#### INSTRUCTIONS FOR THE TASK:
Transcribe the data. Leave out nothing.

#### INPUT:
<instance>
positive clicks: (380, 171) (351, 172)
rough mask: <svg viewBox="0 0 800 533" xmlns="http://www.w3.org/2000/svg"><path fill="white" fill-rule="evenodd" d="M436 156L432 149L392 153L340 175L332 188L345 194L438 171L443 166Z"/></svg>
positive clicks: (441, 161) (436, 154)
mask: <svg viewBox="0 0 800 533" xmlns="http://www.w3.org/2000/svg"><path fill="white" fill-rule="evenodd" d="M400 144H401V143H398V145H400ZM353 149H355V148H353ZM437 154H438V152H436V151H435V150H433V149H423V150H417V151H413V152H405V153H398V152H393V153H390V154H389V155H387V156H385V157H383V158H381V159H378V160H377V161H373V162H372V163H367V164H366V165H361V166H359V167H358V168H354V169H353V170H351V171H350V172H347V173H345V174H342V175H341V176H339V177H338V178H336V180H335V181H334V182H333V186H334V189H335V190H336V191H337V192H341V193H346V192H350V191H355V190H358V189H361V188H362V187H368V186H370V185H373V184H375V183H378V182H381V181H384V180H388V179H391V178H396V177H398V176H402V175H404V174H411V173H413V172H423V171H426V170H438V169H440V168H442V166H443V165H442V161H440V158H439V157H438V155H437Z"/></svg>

#### WRITTEN RESPONSE:
<instance>
positive clicks: (380, 171) (351, 172)
rough mask: <svg viewBox="0 0 800 533" xmlns="http://www.w3.org/2000/svg"><path fill="white" fill-rule="evenodd" d="M436 156L432 149L392 153L340 175L332 188L345 194L438 171L443 166Z"/></svg>
positive clicks: (441, 161) (436, 154)
mask: <svg viewBox="0 0 800 533" xmlns="http://www.w3.org/2000/svg"><path fill="white" fill-rule="evenodd" d="M400 144H401V143H398V145H400ZM353 149H355V148H353ZM437 154H438V152H436V151H435V150H433V149H423V150H417V151H413V152H405V153H398V152H393V153H390V154H389V155H387V156H385V157H383V158H381V159H378V160H377V161H373V162H372V163H367V164H366V165H361V166H359V167H358V168H354V169H353V170H351V171H350V172H347V173H345V174H342V175H341V176H339V177H338V178H336V180H335V181H334V182H333V186H334V189H335V190H336V191H337V192H341V193H346V192H350V191H355V190H358V189H361V188H362V187H368V186H370V185H373V184H375V183H378V182H381V181H384V180H388V179H391V178H396V177H398V176H402V175H404V174H411V173H413V172H423V171H426V170H438V169H440V168H442V166H443V165H442V161H440V158H439V157H438V155H437Z"/></svg>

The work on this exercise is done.